• **Excerpt provided**

# Proving the limit of a multivariable function

• Oct 10th 2012, 01:42 AM
mrmackey
Proving the limit of a multivariable function
Hi there! I'm newly getting introduced to multivariable functions and their limits. I had an assignment of 6 or 7 of them, and I got the majority except for the last. I've tried a few paths of approach and have concluded that the limit is indeed equal to 0. I just cannot prove it.

$\displaystyle \lim_{\{x,y\}\to \{1,0\}} \, \frac{(x-1)^2 \ln (x)}{(x-1)^2+y^2}$

If $\displaystyle 0<\left\|(x-1,y)\right\| = \sqrt{(x-1)^2+y^2}<\delta$, FIXED AFTER EDIT.

• **Challenges**
a – In the forum post on proving a multivariable limit, what value has the poster concluded the limit equals?
b – Using the forum post on proving a multivariable limit, explain why the poster believes the limit is 0 even without a proof.
c – Carry the forum post on proving a multivariable limit forward from its last line.

• **Information given**
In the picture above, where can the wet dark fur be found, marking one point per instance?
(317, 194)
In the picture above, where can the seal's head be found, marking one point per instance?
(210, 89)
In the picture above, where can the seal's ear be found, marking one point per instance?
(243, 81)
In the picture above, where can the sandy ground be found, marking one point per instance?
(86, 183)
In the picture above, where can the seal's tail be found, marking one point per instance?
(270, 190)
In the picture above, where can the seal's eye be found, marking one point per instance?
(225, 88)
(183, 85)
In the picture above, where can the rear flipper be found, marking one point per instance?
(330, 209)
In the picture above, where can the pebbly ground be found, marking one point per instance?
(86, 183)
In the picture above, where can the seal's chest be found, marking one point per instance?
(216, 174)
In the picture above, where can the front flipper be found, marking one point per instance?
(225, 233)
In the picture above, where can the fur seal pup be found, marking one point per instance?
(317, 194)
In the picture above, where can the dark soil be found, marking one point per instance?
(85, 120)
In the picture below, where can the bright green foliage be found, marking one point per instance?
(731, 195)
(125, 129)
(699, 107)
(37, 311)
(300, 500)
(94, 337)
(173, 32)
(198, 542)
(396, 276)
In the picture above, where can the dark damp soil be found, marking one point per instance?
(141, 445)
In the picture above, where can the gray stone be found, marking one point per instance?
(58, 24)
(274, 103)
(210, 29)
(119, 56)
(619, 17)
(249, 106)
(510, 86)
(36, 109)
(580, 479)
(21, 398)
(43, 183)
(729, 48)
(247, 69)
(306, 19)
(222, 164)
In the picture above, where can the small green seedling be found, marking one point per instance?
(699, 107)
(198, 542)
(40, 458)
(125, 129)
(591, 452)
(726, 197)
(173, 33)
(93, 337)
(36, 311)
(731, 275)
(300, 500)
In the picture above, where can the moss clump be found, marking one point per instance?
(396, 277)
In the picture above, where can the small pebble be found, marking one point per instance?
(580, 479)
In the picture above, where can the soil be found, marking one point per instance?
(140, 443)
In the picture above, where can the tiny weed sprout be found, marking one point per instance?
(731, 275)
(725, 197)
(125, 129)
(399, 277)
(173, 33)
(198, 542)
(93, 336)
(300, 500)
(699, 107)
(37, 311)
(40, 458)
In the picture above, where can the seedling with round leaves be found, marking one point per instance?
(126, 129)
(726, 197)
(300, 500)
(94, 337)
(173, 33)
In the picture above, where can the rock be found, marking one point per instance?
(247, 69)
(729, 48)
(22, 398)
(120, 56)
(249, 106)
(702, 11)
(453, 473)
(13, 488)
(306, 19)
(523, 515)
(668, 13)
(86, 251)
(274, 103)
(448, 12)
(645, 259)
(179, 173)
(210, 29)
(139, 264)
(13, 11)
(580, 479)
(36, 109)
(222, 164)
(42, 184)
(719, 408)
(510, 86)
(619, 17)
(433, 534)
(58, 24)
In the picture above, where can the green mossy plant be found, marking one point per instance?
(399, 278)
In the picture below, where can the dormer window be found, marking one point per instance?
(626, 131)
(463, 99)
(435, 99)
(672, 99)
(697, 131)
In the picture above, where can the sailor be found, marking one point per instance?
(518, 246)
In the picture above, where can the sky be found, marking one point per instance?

• **Replies**
a – The poster has concluded that the limit equals 0.

b – The poster tried several paths of approach to the point (1, 0), and from these concluded that the limit is 0. They still cannot prove it.

c –
then $\displaystyle \left|g(x,y) - 0\right|<\epsilon$
$\displaystyle \left|g(x,y)\right| = \left|\frac{(x-1)^2 \ln (x)}{(x-1)^2+y^2}\right|= \newline \left|\frac{(x-1)^2}{(x-1)^2+y^2}\right|\left|\ln[x]\right| \leq \left|\frac{(x-1)^2}{(x-1)^2}\right| \left|\ln[x]\right| = \left| \ln[x] \right|$

What would be a good choice for $\displaystyle \delta$ so that $\displaystyle \ln[x] < \epsilon$?

But now that I look at it, it seems like I've done the process a tedious way as I'm not employing the IF statement (simply divided it out).

• Oct 10th 2012, 08:04 AM
hollywood
Re: Proving the limit of a multivariable function
You want $\displaystyle |\ln{x}|<\epsilon$, so:

$\displaystyle -\epsilon < \ln{x}<\epsilon$

$\displaystyle e^{-\epsilon}<x<e^{\epsilon}$

$\displaystyle e^{-\epsilon}-1<x-1<e^{\epsilon}-1$.

So choose $\displaystyle \delta=\min(1-e^{-\epsilon},e^{\epsilon}-1)$.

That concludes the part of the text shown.